# Forum Home Renovation The Cubby House  cubby house floor

## Jo West

Hi - We have a cubby house that was existing when we bought our house.   The floor has deteriorated where rain has come in through the door.   We are going to replace it because it will eventually become unsafe.  Its not an area that gets wet all the time, but during heavy rain it does.   The flooring in the cubby house at the moment is 5 ply (I am not sure whether its waterproof or anything special)   When we replace it, does anyone have any suggestions on what we should use that would last through the weather (and several years of children)?     Jo

----------


## john0

Hi, I would recommend cypress pine decking boards, they are naturally resistant to termite and rot, hence no need for any treatment. Most reputable cubby house manufacturers use cypress exclusively, so the kids aren't coming into contact with any chemicals.

----------


## Jo West

Johno -  Thanks for the advice.    Do you have any suggestions on what to  coat / finish it with?

Your task: Please name the kind of boards recommended in the cubby house thread for the replacement floor.

Data extract:

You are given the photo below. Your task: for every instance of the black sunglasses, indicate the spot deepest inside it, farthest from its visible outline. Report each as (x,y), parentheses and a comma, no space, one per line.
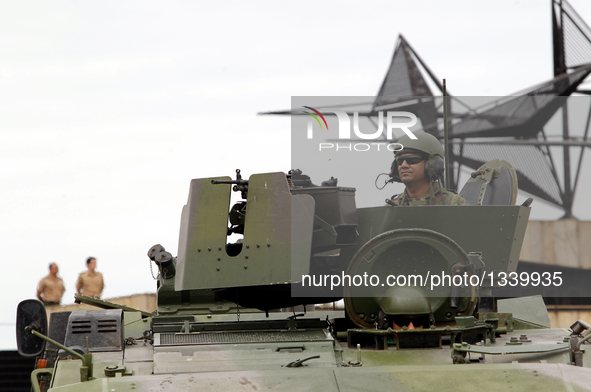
(417,321)
(410,159)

Written solution: Cypress pine decking boards.